--- RECORDS FOR THIS TASK Enclosed Below ---

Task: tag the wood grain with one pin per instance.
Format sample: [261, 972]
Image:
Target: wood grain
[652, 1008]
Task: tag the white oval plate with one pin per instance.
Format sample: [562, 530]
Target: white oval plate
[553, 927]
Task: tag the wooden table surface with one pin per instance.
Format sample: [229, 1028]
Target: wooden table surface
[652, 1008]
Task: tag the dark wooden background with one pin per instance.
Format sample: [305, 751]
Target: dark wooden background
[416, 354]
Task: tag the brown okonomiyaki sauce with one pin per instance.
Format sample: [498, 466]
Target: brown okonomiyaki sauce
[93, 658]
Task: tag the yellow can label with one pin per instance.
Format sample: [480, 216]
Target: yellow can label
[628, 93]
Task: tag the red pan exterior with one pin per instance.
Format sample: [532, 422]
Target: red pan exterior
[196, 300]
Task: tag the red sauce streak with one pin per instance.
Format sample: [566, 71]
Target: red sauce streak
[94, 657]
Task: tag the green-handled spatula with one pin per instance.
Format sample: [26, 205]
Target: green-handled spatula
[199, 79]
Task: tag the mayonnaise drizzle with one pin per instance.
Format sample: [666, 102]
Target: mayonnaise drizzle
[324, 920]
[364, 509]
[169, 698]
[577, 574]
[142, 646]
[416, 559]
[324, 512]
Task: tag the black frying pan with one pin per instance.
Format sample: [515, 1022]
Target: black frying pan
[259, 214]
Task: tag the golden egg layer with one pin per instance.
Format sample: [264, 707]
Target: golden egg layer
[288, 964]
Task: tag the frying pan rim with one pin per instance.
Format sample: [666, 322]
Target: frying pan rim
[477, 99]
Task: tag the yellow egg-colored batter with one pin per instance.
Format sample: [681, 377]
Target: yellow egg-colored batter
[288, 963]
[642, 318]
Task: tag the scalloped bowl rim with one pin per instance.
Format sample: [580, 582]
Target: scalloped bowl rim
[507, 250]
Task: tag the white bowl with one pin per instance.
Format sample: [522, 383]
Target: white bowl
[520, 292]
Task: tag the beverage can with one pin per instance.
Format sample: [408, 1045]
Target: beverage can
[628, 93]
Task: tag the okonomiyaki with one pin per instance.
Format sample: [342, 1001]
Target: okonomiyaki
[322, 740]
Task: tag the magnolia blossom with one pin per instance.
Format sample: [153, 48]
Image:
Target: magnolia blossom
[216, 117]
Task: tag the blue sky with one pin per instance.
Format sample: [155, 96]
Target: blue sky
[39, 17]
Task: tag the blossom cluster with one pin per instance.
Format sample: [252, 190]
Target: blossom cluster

--- End of Enclosed RECORDS FOR THIS TASK ---

> **REQUIRED ACTION**: Extract each line from the entries above that contains the string "cluster".

> **RESPONSE**:
Task: tag the blossom cluster with one pin per instance.
Target: blossom cluster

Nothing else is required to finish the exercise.